── 文書抜粋 ──

「答え」よりも「問い」が大事だ

 「哲学は答えよりも問いを立てる方が何倍も重要だ」みたいなことを耳にタコができるほど聞いた。全くそう思わない。答えが欲しい。

 ソクラテス 徳とは何か 
 プラトン 「~とは何か」に答えはないので、「イデア」をでっちあげる
 アリストテレスは分類学者みたいなもんだと思う

 デカルト 絶対に疑えない、形而上学の基礎とは何か
 スピノザ 近代における神との絶対幸福とは何か
 カント 理性はどこまで知りえるか
 ヘーゲル ヘーゲルはなぜ絶対精神なのか
 ニーチェ 形而上学、哲学とは何か
 フッサール 厳密なものとは何か
 ハイデガー 存在とは何か
 ウィトゲンシュタイン 哲学的な問いとは何か

 ソクラテスが「とは何か」という問いを提出して、連綿とその伝統が続いていると思うんだけど、全員失敗している。認識も存在もなんにも分からない。

───
── データセット ──

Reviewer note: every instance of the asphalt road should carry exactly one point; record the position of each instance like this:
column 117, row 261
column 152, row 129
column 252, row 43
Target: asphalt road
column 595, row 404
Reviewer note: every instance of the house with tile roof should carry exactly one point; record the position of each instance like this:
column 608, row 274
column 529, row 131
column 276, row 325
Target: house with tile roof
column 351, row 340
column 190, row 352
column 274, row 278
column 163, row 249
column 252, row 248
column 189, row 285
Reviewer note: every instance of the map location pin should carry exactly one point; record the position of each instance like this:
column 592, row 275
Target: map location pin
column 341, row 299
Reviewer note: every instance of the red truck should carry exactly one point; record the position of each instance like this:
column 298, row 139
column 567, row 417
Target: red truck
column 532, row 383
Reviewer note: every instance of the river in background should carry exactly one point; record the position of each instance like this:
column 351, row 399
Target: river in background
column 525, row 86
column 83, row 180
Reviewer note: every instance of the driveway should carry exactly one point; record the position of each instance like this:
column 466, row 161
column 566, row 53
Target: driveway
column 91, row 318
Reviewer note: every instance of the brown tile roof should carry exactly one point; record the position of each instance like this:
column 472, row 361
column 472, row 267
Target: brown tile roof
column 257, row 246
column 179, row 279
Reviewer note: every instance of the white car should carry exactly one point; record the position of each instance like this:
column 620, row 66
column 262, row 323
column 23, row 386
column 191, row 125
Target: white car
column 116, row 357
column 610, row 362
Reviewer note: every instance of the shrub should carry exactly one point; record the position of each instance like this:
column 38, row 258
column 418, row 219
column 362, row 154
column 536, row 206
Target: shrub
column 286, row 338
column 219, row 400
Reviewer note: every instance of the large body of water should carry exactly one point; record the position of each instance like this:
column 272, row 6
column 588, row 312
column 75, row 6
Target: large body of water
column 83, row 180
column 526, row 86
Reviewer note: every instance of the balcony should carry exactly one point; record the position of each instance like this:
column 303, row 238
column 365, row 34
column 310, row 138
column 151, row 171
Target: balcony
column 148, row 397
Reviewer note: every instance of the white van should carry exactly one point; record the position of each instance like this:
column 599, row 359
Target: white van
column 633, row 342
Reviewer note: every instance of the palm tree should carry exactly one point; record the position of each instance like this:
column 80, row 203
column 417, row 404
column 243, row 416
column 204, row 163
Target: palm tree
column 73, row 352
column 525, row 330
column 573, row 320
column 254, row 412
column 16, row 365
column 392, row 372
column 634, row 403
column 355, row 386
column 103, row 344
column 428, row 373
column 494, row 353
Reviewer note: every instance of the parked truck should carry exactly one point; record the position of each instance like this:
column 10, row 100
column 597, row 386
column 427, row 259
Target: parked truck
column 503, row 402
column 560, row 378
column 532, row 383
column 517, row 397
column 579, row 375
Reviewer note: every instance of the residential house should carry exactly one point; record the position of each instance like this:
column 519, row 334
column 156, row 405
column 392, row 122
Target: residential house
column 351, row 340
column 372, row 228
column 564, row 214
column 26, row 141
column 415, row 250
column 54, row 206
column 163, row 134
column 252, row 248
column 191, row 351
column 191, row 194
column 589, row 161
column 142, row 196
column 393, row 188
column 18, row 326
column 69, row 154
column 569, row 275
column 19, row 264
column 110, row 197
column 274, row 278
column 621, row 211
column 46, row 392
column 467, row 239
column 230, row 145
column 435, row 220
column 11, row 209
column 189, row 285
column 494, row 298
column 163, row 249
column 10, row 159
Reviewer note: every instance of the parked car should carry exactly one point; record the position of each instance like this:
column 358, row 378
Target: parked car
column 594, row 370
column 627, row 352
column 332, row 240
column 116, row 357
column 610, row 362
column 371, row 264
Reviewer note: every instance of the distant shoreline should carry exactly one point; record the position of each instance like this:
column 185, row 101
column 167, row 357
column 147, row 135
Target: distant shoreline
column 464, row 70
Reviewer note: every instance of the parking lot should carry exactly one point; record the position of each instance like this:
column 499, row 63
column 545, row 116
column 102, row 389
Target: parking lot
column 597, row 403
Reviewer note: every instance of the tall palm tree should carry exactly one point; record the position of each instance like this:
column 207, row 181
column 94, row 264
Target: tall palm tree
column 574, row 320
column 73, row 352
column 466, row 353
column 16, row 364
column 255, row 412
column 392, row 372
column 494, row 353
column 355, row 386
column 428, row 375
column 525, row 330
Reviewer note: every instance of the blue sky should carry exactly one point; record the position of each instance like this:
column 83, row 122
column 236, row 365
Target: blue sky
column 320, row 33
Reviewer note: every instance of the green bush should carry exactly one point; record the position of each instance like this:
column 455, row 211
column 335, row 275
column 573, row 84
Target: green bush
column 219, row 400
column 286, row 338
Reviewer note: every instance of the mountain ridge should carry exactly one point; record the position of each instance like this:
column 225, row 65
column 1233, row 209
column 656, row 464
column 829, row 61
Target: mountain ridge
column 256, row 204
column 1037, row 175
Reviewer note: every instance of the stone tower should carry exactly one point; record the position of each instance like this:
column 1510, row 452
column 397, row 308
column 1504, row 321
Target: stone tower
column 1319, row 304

───

課題 1:
哲学の問いについての文書抜粋のうち、「ソクラテス 徳とは何か」から「も存在もなんにも分からない。」までを一字も変えずに書き写してください。
課題 2:
文書抜粋にある次の一文を英語に翻訳してください。『ソクラテスが「とは何か」という問いを提出して、連綿とその伝統が続いていると思うんだけど、全員失敗している。』

解答 1:
ソクラテス 徳とは何か 
 プラトン 「~とは何か」に答えはないので、「イデア」をでっちあげる
 アリストテレスは分類学者みたいなもんだと思う

 デカルト 絶対に疑えない、形而上学の基礎とは何か
 スピノザ 近代における神との絶対幸福とは何か
 カント 理性はどこまで知りえるか
 ヘーゲル ヘーゲルはなぜ絶対精神なのか
 ニーチェ 形而上学、哲学とは何か
 フッサール 厳密なものとは何か
 ハイデガー 存在とは何か
 ウィトゲンシュタイン 哲学的な問いとは何か

 ソクラテスが「とは何か」という問いを提出して、連綿とその伝統が続いていると思うんだけど、全員失敗している。認識も存在もなんにも分からない。

解答 2:
I think that Socrates posed the question "What is ...?" and that the tradition has continued unbroken ever since, but every one of them has failed.